[Saved data entries]
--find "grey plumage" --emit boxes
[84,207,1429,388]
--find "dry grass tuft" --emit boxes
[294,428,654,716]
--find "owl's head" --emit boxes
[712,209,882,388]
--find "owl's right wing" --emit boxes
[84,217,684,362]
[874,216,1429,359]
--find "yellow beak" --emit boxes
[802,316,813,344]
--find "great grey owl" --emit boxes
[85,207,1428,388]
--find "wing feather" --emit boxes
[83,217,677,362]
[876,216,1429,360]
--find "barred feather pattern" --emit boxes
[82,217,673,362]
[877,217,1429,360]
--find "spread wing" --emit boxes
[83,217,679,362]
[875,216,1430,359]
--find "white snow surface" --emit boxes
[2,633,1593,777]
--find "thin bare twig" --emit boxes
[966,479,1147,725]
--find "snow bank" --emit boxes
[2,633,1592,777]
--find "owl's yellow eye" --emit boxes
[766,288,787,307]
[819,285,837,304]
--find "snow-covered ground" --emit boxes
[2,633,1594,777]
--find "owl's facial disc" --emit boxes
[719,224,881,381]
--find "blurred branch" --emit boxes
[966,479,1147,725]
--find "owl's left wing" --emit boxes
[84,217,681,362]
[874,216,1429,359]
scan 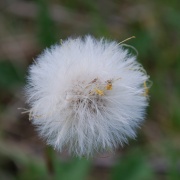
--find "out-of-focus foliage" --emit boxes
[0,0,180,179]
[0,61,24,90]
[112,149,154,180]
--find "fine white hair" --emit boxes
[25,35,150,157]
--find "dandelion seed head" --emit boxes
[25,35,150,157]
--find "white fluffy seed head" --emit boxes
[25,35,150,157]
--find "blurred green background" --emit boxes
[0,0,180,179]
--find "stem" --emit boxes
[44,146,54,176]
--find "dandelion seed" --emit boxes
[95,88,104,96]
[106,80,113,90]
[25,35,150,157]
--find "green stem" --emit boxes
[44,146,54,176]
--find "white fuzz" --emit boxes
[25,35,150,157]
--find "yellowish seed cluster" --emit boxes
[92,79,113,96]
[143,81,149,96]
[106,80,113,90]
[95,89,104,96]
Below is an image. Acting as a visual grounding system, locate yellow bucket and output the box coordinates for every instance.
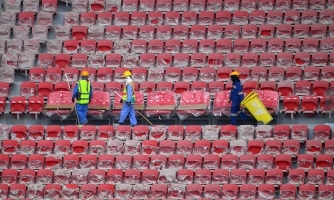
[241,91,273,125]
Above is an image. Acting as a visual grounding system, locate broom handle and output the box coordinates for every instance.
[115,92,154,126]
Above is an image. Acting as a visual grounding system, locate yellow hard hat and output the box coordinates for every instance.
[81,71,89,76]
[123,71,132,78]
[230,71,240,76]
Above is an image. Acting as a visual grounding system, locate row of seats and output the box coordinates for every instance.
[1,183,329,199]
[15,79,333,99]
[2,0,57,13]
[56,10,334,27]
[0,150,333,172]
[3,167,334,187]
[0,124,326,141]
[2,137,333,158]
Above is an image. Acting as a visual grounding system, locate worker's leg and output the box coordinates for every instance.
[230,102,239,125]
[118,103,131,123]
[238,111,249,121]
[129,105,137,126]
[76,103,88,124]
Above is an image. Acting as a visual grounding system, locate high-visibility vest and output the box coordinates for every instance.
[123,82,136,103]
[76,80,91,104]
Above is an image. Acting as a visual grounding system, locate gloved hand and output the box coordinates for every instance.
[120,99,124,103]
[126,102,131,106]
[72,98,75,103]
[228,99,231,103]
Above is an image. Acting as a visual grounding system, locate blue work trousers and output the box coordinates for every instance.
[76,103,88,124]
[231,101,248,125]
[119,103,137,126]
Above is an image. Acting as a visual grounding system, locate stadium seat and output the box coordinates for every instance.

■ PROBLEM DETAILS ■
Restate the data above word for word. Do not include the images.

■ SOLUTION FOR THIS TASK ■
--find "grey plumage" --emit boxes
[84,207,1429,388]
--find "dry grass tuft" --emit boxes
[294,428,654,716]
--find "owl's head" --emit boxes
[712,209,882,388]
--find "owl's right wing" --emit boxes
[84,217,684,362]
[874,216,1429,359]
--find "yellow beak" --emit boxes
[802,316,813,344]
--find "great grey owl" --emit boxes
[85,207,1428,388]
--find "wing feather" --emit boxes
[83,217,677,362]
[876,216,1429,360]
--find "barred feather pattern" --emit boxes
[82,217,673,362]
[877,217,1429,360]
--find "spread wing" --emit boxes
[83,217,679,362]
[875,216,1430,359]
--find "white snow surface" --emit boxes
[2,633,1593,777]
--find "thin bare twig" --emit boxes
[966,479,1147,725]
--find "snow bank" --emit boxes
[2,633,1592,777]
--find "owl's yellow eye" --emit boxes
[766,288,787,307]
[819,285,837,304]
--find "snow-covered ground" --emit boxes
[2,633,1594,777]
--find "owl's facial disc" --emit boxes
[719,224,881,381]
--find "blurred branch" --emit boxes
[966,479,1147,725]
--find "owl's left wing" --emit boxes
[84,217,681,362]
[874,216,1429,359]
scan 
--find "out-of-focus foliage" --emit boxes
[0,0,180,179]
[0,61,24,90]
[112,149,154,180]
--find "fine white hair" --emit boxes
[25,35,150,157]
--find "dandelion seed head" --emit boxes
[25,35,150,157]
--find "white fluffy seed head" --emit boxes
[25,35,150,157]
--find "blurred green background" --emit boxes
[0,0,180,179]
--find "stem" --emit boxes
[44,146,54,176]
--find "dandelion seed" --emit boxes
[95,88,104,96]
[106,80,113,90]
[25,35,150,157]
--find "green stem" --emit boxes
[44,146,54,176]
--find "white fuzz" --emit boxes
[25,35,150,157]
--find "yellowish seed cluster" --emit boxes
[92,79,113,96]
[143,81,149,96]
[106,80,113,90]
[95,89,104,96]
Below is an image. Acting as a visual grounding system, locate yellow bucket and output the box coordinates for every instance.
[241,91,273,125]
Above is an image. Acting as a visual grounding system, locate broom handle and output the box coordinates for every instance.
[115,92,154,126]
Above is an image. Acting as a visual grounding system, locate yellow hard hat and output the box coordinates for every instance.
[81,71,89,76]
[123,71,132,78]
[230,71,240,76]
Above is an image. Acting as a visual grounding system, locate row of seats and output the box coordinates for every instance.
[1,183,329,199]
[15,79,333,99]
[2,0,57,13]
[56,10,334,27]
[0,150,333,172]
[3,167,334,187]
[0,124,326,141]
[2,137,333,158]
Above is an image. Acting as a visual grounding system, locate worker's leg and output the box coordinates for every instance.
[230,102,239,125]
[118,103,131,123]
[238,111,249,121]
[129,105,137,126]
[76,103,88,124]
Above is an image. Acting as a visual grounding system, locate high-visibility vest and output the box coordinates for every instance.
[123,82,136,103]
[76,80,91,104]
Above is an image. Acting as a visual grounding system, locate gloved hand and output the box coordinates for every instance.
[120,99,124,103]
[126,102,131,106]
[72,98,75,103]
[228,99,231,103]
Above is an image. Acting as a visual grounding system, locate blue work trousers and output the box coordinates for every instance.
[76,103,88,124]
[231,101,248,125]
[119,103,137,126]
Above is an image. Acting as a visual grounding system, locate stadium seat and output the box coordinates for every instance.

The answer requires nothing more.